* [Description of the task] Rewrite all the items below, replacing "segmentation" with "outline" and changing nothing else. Omit the pictures from your version.

* [Stored records]
━━━━━━━━━━
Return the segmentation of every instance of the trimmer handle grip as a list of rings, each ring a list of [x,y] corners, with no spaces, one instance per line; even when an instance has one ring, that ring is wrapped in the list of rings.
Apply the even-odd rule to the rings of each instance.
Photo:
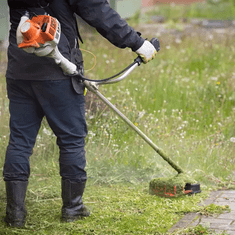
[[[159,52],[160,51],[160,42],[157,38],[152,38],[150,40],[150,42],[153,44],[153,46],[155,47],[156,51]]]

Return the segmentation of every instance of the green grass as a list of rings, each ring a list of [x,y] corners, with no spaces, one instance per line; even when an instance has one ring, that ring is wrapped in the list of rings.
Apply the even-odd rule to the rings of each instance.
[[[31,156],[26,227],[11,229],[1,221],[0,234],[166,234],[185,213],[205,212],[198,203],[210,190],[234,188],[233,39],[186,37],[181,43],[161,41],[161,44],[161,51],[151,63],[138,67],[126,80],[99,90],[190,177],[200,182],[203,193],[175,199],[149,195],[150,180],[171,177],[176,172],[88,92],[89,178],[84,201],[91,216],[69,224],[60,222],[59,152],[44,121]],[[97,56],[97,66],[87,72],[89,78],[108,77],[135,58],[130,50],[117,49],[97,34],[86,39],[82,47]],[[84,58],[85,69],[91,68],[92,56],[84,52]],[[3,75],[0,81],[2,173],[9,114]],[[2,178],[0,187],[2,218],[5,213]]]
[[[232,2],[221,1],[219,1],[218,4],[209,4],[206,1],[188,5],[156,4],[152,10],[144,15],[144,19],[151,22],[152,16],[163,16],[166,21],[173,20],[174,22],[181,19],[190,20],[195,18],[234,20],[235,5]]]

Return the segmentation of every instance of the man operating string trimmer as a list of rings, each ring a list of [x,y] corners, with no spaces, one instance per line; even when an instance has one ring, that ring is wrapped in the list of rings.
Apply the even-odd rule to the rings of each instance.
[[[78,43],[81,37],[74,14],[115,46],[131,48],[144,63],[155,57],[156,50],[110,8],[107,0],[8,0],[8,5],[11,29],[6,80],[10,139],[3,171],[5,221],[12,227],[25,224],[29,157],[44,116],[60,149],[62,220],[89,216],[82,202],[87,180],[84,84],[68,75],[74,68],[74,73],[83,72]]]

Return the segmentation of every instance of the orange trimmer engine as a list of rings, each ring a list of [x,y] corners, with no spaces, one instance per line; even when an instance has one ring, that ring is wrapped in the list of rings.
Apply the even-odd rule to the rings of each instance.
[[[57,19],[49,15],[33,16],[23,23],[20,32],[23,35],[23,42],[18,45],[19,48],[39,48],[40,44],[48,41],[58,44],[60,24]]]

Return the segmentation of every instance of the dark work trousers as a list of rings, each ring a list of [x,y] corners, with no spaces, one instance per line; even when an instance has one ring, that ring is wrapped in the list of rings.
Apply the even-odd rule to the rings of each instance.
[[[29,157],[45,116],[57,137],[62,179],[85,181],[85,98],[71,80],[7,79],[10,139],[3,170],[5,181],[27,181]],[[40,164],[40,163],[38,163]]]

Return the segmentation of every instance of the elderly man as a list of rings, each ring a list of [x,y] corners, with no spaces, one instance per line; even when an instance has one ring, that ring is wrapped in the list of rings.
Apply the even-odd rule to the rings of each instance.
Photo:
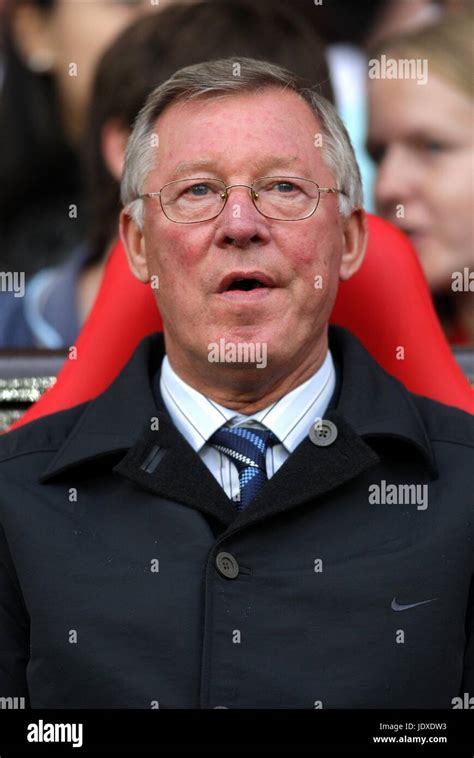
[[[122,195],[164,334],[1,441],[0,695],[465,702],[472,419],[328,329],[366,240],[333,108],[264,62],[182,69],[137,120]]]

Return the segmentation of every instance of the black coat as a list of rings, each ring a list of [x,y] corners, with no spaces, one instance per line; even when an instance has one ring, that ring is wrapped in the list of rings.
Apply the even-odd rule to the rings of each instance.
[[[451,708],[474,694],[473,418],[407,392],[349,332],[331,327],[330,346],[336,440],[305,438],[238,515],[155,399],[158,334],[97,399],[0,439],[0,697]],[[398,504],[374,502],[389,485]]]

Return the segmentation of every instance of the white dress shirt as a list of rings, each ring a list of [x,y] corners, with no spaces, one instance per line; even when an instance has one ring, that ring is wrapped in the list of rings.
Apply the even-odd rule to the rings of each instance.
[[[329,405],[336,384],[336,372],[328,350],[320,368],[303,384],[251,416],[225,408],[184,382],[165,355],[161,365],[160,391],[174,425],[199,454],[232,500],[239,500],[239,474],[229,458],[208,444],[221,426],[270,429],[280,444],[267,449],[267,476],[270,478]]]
━━━━━━━━━━
* [Complete answer]
Return the outline of every instance of the trimmer handle grip as a list of rings, each ring a list of [x,y] corners, with no spaces, one instance per line; even when an instance has one ring, that ring is wrapped in the list of rings.
Apply the even-odd rule to the rings of each instance.
Photo:
[[[159,52],[160,51],[160,42],[157,38],[152,38],[150,40],[150,42],[153,44],[153,46],[155,47],[156,51]]]

Return the outline of every instance of the green grass as a list of rings, each ring a list of [x,y] corners, with no spaces, one instance per line; even when an instance has one ring, that ring is wrapped in the list of rings.
Apply the even-odd rule to the rings of each instance.
[[[31,156],[26,227],[11,229],[1,221],[0,234],[166,234],[185,213],[205,212],[198,203],[210,190],[234,188],[233,39],[186,37],[181,43],[161,41],[161,44],[161,51],[151,63],[138,67],[126,80],[99,90],[190,177],[200,182],[203,193],[175,199],[149,195],[150,180],[171,177],[176,172],[88,92],[89,178],[84,201],[91,216],[69,224],[60,222],[59,152],[44,121]],[[97,56],[97,66],[87,72],[89,78],[108,77],[135,58],[130,50],[117,49],[97,34],[86,39],[82,47]],[[84,58],[85,69],[91,68],[92,56],[84,52]],[[3,75],[0,81],[2,173],[9,114]],[[2,178],[0,187],[2,218],[5,213]]]
[[[232,2],[221,1],[219,1],[218,4],[209,4],[206,1],[188,5],[156,4],[152,10],[144,15],[144,19],[151,22],[152,16],[163,16],[166,21],[173,20],[174,22],[181,19],[190,20],[195,18],[234,20],[235,5]]]

Return the outline of every instance of the man operating string trimmer as a list of rings, each ring a list of [x,y] corners, with no spaces, one instance per line; even when an instance has one ring, that ring is wrapped in the list of rings.
Apply the even-odd rule to the rings of each instance.
[[[78,43],[81,37],[74,14],[115,46],[131,48],[144,63],[155,57],[156,50],[110,8],[107,0],[8,0],[8,5],[11,29],[6,80],[10,139],[3,171],[5,221],[12,227],[25,224],[29,157],[44,116],[60,149],[62,220],[89,216],[82,202],[87,180],[84,84],[68,75],[74,68],[74,73],[83,72]]]

Return the outline of every instance of the orange trimmer engine as a list of rings, each ring a list of [x,y] corners, with no spaces, one instance per line; even when an instance has one ring, that ring is wrapped in the list of rings.
Apply the even-odd rule to the rings of each instance.
[[[57,19],[49,15],[33,16],[23,23],[20,32],[23,35],[23,42],[18,45],[19,48],[39,48],[40,44],[48,41],[58,44],[60,24]]]

Return the outline of every instance of the dark work trousers as a list of rings, each ring a list of [x,y] corners, with no spaces, one instance per line; even when an instance has one ring, that ring is wrapped in the list of rings.
Apply the even-odd rule to the rings of each instance.
[[[29,157],[45,116],[57,137],[62,179],[85,181],[85,98],[71,80],[7,79],[10,139],[3,170],[5,181],[27,181]],[[40,164],[40,163],[38,163]]]

Return the outline of every instance of the elderly man as a list of rings, each ring a list of [x,y] corners, with no spaces, one instance per line; even when an instance has one ring, that ring is wrapped in the list of rings.
Apply the even-odd rule to the rings of each instance.
Photo:
[[[122,195],[164,334],[1,441],[0,695],[465,702],[472,419],[328,329],[366,240],[333,108],[264,62],[182,69],[137,120]]]

Return the outline of every instance of the black coat as a list of rings, each ring a list of [x,y] corners, with no spaces, one instance per line; even when an instance has one ring, that ring is wrapped in the list of rings.
Apply the even-odd rule to the rings of each instance.
[[[451,708],[474,694],[473,418],[407,392],[349,332],[331,327],[330,346],[336,440],[305,438],[238,515],[155,399],[158,334],[97,399],[0,439],[0,697]],[[398,504],[374,502],[389,485]]]

Return the outline of every instance of the white dress shirt as a list of rings, each ring a list of [x,y] corners, with no spaces, one instance per line; even when an instance has one ring, that ring is wrapped in the list of rings.
Apply the even-odd rule to the rings of each instance.
[[[329,405],[336,384],[336,372],[328,350],[320,368],[303,384],[251,416],[225,408],[184,382],[165,355],[161,365],[160,391],[174,425],[199,454],[232,500],[239,500],[239,474],[229,458],[208,444],[221,426],[270,429],[280,444],[267,449],[267,476],[270,478]]]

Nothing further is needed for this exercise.